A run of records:
============================================================

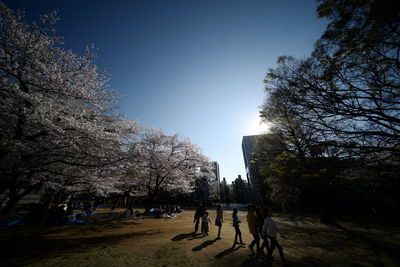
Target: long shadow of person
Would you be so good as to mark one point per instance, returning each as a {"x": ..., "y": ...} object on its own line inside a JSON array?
[
  {"x": 255, "y": 262},
  {"x": 226, "y": 252},
  {"x": 204, "y": 245},
  {"x": 182, "y": 236}
]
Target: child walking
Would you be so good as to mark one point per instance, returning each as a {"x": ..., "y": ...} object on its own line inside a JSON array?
[
  {"x": 270, "y": 229},
  {"x": 204, "y": 225},
  {"x": 219, "y": 219},
  {"x": 235, "y": 223}
]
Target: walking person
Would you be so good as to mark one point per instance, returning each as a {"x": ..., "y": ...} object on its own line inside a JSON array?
[
  {"x": 204, "y": 225},
  {"x": 270, "y": 229},
  {"x": 252, "y": 222},
  {"x": 235, "y": 224},
  {"x": 198, "y": 215},
  {"x": 219, "y": 219},
  {"x": 262, "y": 215}
]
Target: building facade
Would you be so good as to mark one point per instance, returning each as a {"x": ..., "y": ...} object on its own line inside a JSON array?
[{"x": 248, "y": 145}]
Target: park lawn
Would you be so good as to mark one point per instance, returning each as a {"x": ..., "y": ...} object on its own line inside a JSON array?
[{"x": 170, "y": 242}]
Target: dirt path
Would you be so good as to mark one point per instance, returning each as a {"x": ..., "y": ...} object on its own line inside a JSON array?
[{"x": 170, "y": 242}]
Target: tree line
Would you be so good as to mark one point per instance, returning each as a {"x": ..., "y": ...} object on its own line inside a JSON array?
[
  {"x": 61, "y": 133},
  {"x": 335, "y": 143}
]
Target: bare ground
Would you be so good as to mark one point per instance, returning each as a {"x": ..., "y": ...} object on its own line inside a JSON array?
[{"x": 171, "y": 242}]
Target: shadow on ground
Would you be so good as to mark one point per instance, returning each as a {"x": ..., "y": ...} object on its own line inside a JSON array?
[
  {"x": 204, "y": 245},
  {"x": 32, "y": 245}
]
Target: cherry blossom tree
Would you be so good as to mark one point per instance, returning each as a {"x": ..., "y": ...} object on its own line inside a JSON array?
[
  {"x": 59, "y": 127},
  {"x": 165, "y": 163}
]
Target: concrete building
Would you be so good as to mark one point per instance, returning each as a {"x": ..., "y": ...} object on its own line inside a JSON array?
[
  {"x": 248, "y": 145},
  {"x": 241, "y": 190}
]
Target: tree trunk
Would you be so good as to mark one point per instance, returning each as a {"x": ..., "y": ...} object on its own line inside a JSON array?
[{"x": 13, "y": 199}]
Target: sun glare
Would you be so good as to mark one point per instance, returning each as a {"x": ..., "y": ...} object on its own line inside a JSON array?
[{"x": 256, "y": 126}]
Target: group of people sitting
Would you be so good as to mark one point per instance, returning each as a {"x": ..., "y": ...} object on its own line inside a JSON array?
[
  {"x": 163, "y": 212},
  {"x": 260, "y": 223}
]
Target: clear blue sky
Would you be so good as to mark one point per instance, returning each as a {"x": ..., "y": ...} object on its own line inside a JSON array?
[{"x": 189, "y": 67}]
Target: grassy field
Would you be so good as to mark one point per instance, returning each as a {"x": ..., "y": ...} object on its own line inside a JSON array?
[{"x": 170, "y": 242}]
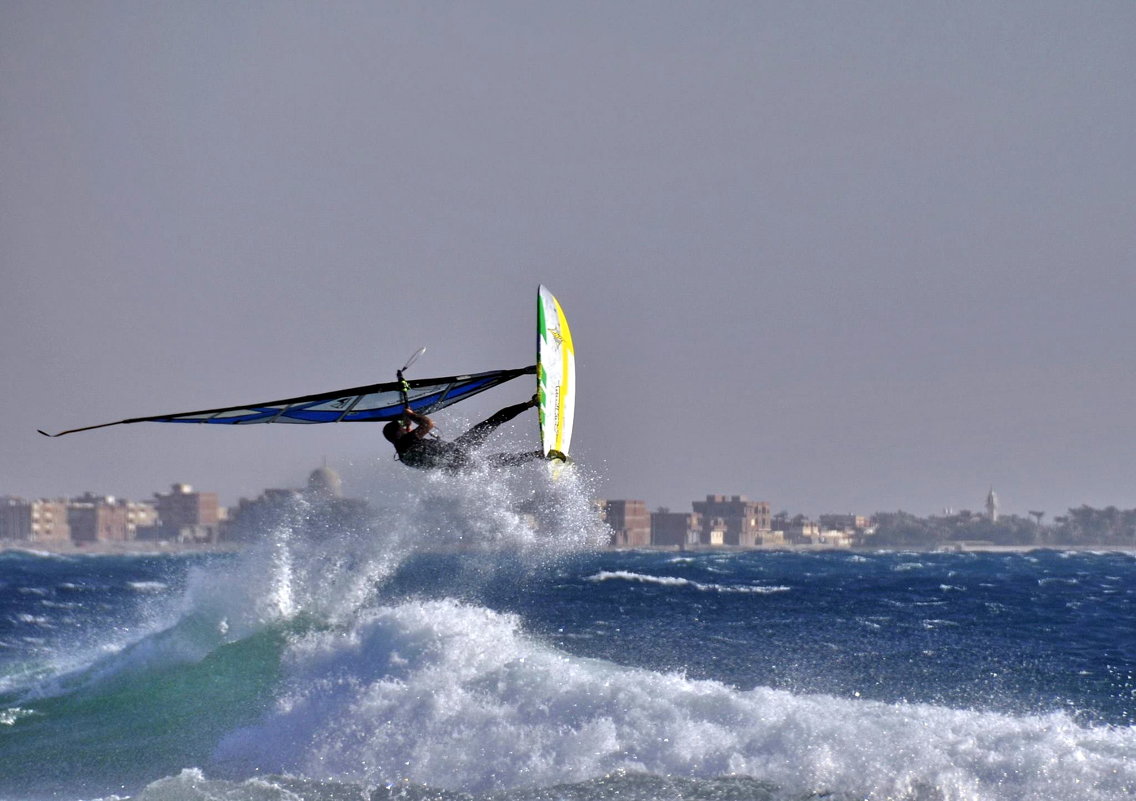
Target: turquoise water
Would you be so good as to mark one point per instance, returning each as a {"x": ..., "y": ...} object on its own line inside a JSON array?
[{"x": 387, "y": 662}]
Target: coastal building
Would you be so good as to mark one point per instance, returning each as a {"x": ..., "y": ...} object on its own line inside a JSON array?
[
  {"x": 992, "y": 506},
  {"x": 314, "y": 512},
  {"x": 39, "y": 520},
  {"x": 735, "y": 520},
  {"x": 800, "y": 531},
  {"x": 97, "y": 518},
  {"x": 629, "y": 522},
  {"x": 844, "y": 523},
  {"x": 184, "y": 515},
  {"x": 676, "y": 528}
]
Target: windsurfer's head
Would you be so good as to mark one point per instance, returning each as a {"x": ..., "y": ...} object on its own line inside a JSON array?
[{"x": 392, "y": 431}]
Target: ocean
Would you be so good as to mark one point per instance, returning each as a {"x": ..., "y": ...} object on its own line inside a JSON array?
[{"x": 473, "y": 642}]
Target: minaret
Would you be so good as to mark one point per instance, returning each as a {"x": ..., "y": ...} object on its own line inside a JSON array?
[{"x": 992, "y": 506}]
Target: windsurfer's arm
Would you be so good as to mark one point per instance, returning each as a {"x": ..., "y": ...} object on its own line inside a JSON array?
[{"x": 424, "y": 424}]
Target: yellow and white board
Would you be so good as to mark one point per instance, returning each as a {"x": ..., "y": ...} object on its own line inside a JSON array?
[{"x": 556, "y": 375}]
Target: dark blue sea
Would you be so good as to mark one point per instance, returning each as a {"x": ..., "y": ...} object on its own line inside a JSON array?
[{"x": 470, "y": 642}]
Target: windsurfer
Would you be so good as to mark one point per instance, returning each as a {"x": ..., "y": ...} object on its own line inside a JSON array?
[{"x": 416, "y": 449}]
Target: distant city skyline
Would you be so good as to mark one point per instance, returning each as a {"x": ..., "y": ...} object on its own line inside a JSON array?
[{"x": 858, "y": 256}]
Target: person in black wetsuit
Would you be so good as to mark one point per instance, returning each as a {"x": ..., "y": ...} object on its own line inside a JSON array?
[{"x": 415, "y": 449}]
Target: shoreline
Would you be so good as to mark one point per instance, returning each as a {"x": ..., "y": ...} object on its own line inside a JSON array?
[{"x": 145, "y": 548}]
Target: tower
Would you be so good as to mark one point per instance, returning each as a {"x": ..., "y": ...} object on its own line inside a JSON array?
[{"x": 992, "y": 506}]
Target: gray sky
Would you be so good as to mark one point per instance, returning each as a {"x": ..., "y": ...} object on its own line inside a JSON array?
[{"x": 837, "y": 256}]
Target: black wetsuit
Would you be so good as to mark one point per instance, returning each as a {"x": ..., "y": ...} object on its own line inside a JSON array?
[{"x": 428, "y": 453}]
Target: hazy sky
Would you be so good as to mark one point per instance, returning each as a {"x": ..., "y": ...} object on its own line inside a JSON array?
[{"x": 837, "y": 256}]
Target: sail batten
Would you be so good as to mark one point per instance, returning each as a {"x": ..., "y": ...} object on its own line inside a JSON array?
[{"x": 372, "y": 403}]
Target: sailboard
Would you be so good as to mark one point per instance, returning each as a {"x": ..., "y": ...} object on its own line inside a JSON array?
[
  {"x": 556, "y": 375},
  {"x": 372, "y": 403}
]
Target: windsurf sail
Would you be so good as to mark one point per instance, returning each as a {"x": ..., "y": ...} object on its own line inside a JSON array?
[
  {"x": 556, "y": 364},
  {"x": 370, "y": 403}
]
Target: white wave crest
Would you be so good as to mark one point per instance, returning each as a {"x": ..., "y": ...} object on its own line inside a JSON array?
[
  {"x": 457, "y": 697},
  {"x": 674, "y": 581}
]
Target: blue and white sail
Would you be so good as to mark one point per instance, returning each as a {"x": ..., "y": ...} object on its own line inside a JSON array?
[{"x": 373, "y": 403}]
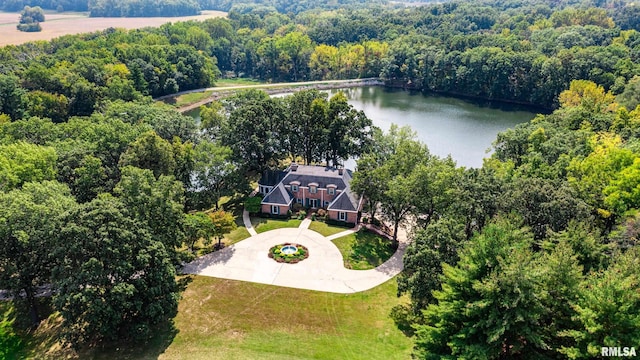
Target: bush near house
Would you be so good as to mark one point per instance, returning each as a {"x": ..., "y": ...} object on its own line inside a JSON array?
[{"x": 340, "y": 223}]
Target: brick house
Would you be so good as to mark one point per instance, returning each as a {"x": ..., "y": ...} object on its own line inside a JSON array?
[{"x": 313, "y": 187}]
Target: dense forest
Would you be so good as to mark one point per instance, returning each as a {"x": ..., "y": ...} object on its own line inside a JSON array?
[{"x": 534, "y": 255}]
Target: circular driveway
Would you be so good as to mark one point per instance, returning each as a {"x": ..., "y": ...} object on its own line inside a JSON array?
[{"x": 323, "y": 270}]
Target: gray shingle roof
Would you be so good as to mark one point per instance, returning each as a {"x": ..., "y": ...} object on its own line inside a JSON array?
[
  {"x": 271, "y": 177},
  {"x": 321, "y": 175},
  {"x": 345, "y": 201},
  {"x": 278, "y": 195}
]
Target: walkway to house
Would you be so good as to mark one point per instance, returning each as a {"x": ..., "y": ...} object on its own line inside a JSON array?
[{"x": 323, "y": 271}]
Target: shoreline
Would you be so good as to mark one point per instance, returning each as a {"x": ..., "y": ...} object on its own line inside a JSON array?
[{"x": 271, "y": 89}]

============================================================

WHAT YOU NEED TO DO:
Take the line holding "Target: bush near house" and all lines after it through the end of the data, and set them down exactly.

WRITTEN ANSWER:
Target: bush near house
Would you be so good as to mark one point per instance, returning each as a {"x": ..., "y": ...} object on its own line inside a JSON array?
[{"x": 340, "y": 223}]
Target: brick house
Would you be so good as to mark one point per instance, returning each as a {"x": ..., "y": ...} object on its own line inside a JSON array?
[{"x": 313, "y": 187}]
Target: dense forest
Would you be so good as to mark one point per instance, returning each as a {"x": ..., "y": ...} object on its own line inside a JSON array?
[{"x": 534, "y": 255}]
Target: circular driveway
Would you be so good as to mark one point per instance, returning each as a {"x": ..., "y": ...} object on its own line inside a JSON array?
[{"x": 323, "y": 270}]
Target: gray shingle roof
Would you be so good as to mark one point per instance, returning each as a {"x": ..., "y": ...} object on its own line inside a JSON array?
[
  {"x": 271, "y": 177},
  {"x": 321, "y": 175},
  {"x": 345, "y": 201},
  {"x": 278, "y": 195}
]
Target: walkway to house
Would you be so good as to mark one point per instance, returning each as a {"x": ..., "y": ...} object on its own line inside a JSON array?
[{"x": 323, "y": 271}]
Target: shoreline
Would you be so good as to mark one point per instance, returning each as a {"x": ..., "y": ...} object on its own line inside a JSON array?
[{"x": 271, "y": 89}]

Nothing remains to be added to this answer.